Object detection data
■ ■ ■
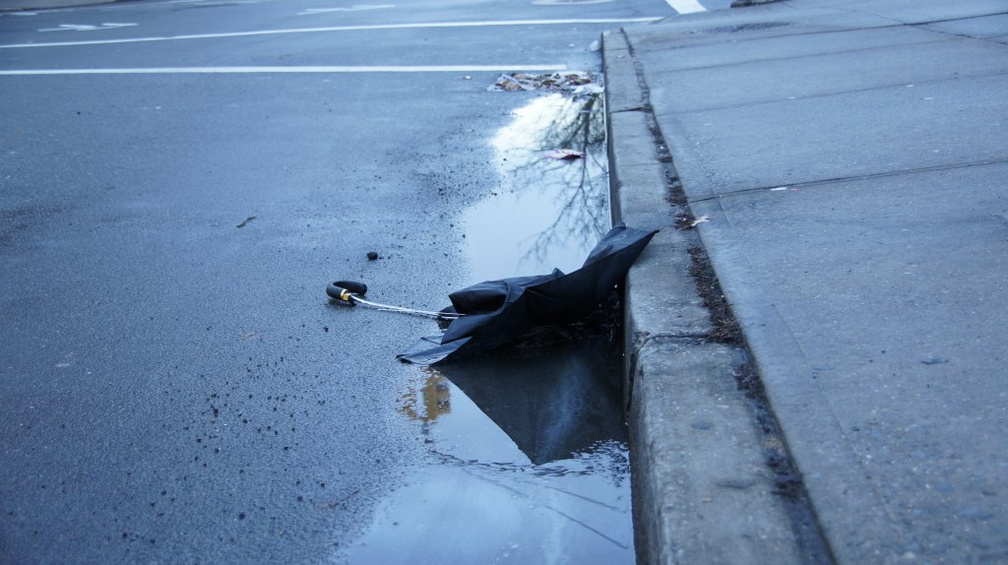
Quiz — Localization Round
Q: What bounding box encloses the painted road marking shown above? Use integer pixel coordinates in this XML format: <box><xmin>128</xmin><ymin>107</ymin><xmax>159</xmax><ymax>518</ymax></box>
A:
<box><xmin>665</xmin><ymin>0</ymin><xmax>707</xmax><ymax>14</ymax></box>
<box><xmin>39</xmin><ymin>23</ymin><xmax>139</xmax><ymax>32</ymax></box>
<box><xmin>0</xmin><ymin>17</ymin><xmax>661</xmax><ymax>49</ymax></box>
<box><xmin>0</xmin><ymin>63</ymin><xmax>566</xmax><ymax>77</ymax></box>
<box><xmin>297</xmin><ymin>4</ymin><xmax>395</xmax><ymax>16</ymax></box>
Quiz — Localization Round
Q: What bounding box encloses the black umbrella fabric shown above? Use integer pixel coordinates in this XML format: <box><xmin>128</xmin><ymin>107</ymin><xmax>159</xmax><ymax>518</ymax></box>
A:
<box><xmin>430</xmin><ymin>336</ymin><xmax>627</xmax><ymax>465</ymax></box>
<box><xmin>398</xmin><ymin>224</ymin><xmax>657</xmax><ymax>365</ymax></box>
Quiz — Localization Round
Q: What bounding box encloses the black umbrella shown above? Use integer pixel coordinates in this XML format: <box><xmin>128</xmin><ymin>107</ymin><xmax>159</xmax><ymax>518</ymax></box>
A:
<box><xmin>398</xmin><ymin>224</ymin><xmax>657</xmax><ymax>365</ymax></box>
<box><xmin>431</xmin><ymin>336</ymin><xmax>627</xmax><ymax>465</ymax></box>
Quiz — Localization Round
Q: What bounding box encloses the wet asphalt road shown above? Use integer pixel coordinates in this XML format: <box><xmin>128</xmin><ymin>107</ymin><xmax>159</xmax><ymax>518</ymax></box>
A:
<box><xmin>0</xmin><ymin>0</ymin><xmax>689</xmax><ymax>562</ymax></box>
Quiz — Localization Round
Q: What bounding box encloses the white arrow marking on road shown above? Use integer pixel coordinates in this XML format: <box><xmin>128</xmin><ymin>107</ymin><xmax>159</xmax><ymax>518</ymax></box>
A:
<box><xmin>297</xmin><ymin>4</ymin><xmax>395</xmax><ymax>16</ymax></box>
<box><xmin>665</xmin><ymin>0</ymin><xmax>707</xmax><ymax>14</ymax></box>
<box><xmin>0</xmin><ymin>63</ymin><xmax>566</xmax><ymax>77</ymax></box>
<box><xmin>38</xmin><ymin>23</ymin><xmax>139</xmax><ymax>32</ymax></box>
<box><xmin>0</xmin><ymin>17</ymin><xmax>661</xmax><ymax>49</ymax></box>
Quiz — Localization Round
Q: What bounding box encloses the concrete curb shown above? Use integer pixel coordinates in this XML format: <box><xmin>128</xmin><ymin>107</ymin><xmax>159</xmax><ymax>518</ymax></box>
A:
<box><xmin>603</xmin><ymin>27</ymin><xmax>821</xmax><ymax>563</ymax></box>
<box><xmin>0</xmin><ymin>0</ymin><xmax>118</xmax><ymax>13</ymax></box>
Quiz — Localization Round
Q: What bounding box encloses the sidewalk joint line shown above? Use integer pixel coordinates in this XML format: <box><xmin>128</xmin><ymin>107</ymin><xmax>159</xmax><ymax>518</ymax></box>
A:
<box><xmin>689</xmin><ymin>157</ymin><xmax>1008</xmax><ymax>204</ymax></box>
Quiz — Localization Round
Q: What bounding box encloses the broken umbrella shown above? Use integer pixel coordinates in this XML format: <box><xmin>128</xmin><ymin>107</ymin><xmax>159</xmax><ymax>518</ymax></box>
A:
<box><xmin>397</xmin><ymin>224</ymin><xmax>657</xmax><ymax>365</ymax></box>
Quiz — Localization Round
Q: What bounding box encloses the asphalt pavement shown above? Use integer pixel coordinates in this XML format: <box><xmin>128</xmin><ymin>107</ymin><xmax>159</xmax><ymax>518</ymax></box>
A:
<box><xmin>604</xmin><ymin>0</ymin><xmax>1008</xmax><ymax>564</ymax></box>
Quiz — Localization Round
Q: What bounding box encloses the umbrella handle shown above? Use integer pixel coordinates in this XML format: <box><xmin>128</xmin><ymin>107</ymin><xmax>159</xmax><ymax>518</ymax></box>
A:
<box><xmin>326</xmin><ymin>281</ymin><xmax>368</xmax><ymax>306</ymax></box>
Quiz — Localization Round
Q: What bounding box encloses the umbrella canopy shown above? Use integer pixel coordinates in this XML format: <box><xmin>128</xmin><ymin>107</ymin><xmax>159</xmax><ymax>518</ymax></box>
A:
<box><xmin>398</xmin><ymin>224</ymin><xmax>657</xmax><ymax>365</ymax></box>
<box><xmin>431</xmin><ymin>336</ymin><xmax>627</xmax><ymax>465</ymax></box>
■ ■ ■
▸ **Request**
Gather every line above that contains the word "black", and copy each of those lines in full.

▸ **Result for this exercise**
Q: What bounding box encloses the black umbrella fabric shown above? Use integer pixel coordinates in this XML format: <box><xmin>128</xmin><ymin>107</ymin><xmax>159</xmax><ymax>518</ymax></box>
Q: What bounding box encloses the black umbrella shown above? Use integer pixel coordinates in this XML format: <box><xmin>128</xmin><ymin>107</ymin><xmax>159</xmax><ymax>518</ymax></box>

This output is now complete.